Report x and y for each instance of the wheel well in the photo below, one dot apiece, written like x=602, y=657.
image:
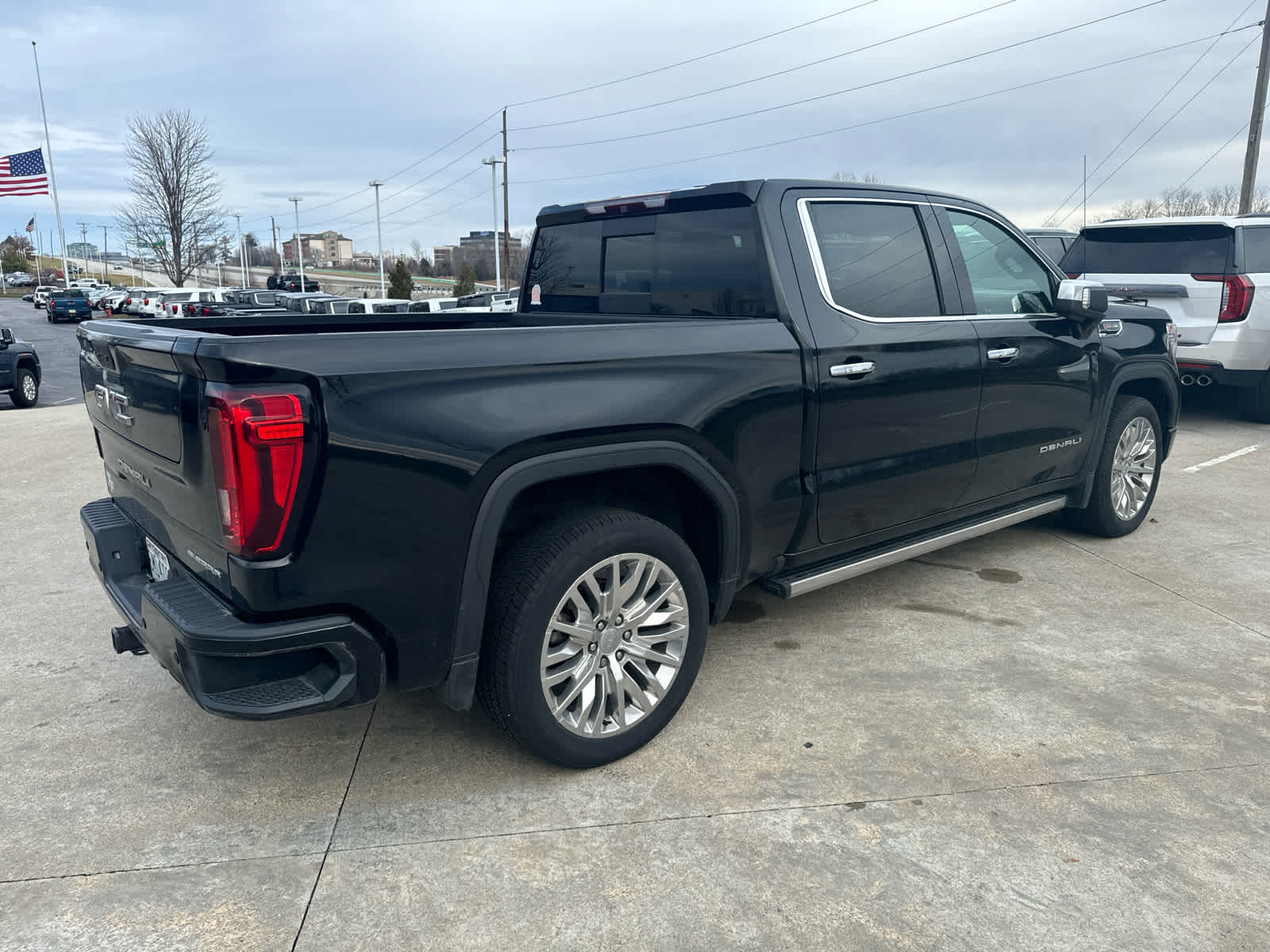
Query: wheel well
x=660, y=493
x=29, y=363
x=1155, y=393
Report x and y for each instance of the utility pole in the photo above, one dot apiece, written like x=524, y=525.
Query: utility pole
x=379, y=232
x=1259, y=107
x=273, y=228
x=83, y=245
x=507, y=228
x=300, y=251
x=238, y=217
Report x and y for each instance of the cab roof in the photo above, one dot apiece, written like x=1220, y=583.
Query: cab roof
x=719, y=194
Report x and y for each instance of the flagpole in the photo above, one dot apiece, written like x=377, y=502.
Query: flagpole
x=52, y=178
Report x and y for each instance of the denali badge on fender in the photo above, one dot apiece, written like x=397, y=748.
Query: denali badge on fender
x=1060, y=444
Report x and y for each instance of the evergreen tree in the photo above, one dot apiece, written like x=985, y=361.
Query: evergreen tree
x=399, y=282
x=467, y=283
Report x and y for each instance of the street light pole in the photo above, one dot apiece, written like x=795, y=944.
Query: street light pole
x=300, y=253
x=493, y=163
x=238, y=217
x=379, y=232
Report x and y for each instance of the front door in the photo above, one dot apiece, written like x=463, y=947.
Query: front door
x=899, y=378
x=1038, y=410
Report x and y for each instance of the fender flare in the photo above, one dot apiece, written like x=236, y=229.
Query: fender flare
x=457, y=689
x=1124, y=374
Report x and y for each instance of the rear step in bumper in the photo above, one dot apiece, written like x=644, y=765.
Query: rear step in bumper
x=256, y=670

▬▬▬▬▬▬▬▬▬▬

Task statement: Please copy the rows again from the very first one through the line that contains "x=1060, y=444", inclusive, and shift every x and y coordinate in the answers by adding 20. Leave all other text unchanged, and leave the pictures out.

Exercise response:
Report x and y for each instance of the wheel well in the photo below, one dot apiece, written like x=602, y=657.
image:
Query: wheel well
x=680, y=513
x=49, y=383
x=1175, y=413
Report x and y for each instance of the utility pole in the photo above, one dot apiece, written like x=524, y=525.
Query: utility pole
x=399, y=252
x=1279, y=127
x=293, y=248
x=103, y=265
x=527, y=248
x=320, y=271
x=258, y=237
Report x and y for each instance of the cab roof in the photo above, one dot apiece, written like x=1220, y=583.
Query: cab roof
x=739, y=214
Report x and y for each instance of the flagpole in the photo above, one dot apiece, written like x=377, y=502.
Query: flagpole
x=72, y=198
Report x and y for each instance of the denali badge on fender in the photo above, one dot apiece, written like x=397, y=748.
Query: denali badge on fender
x=1080, y=464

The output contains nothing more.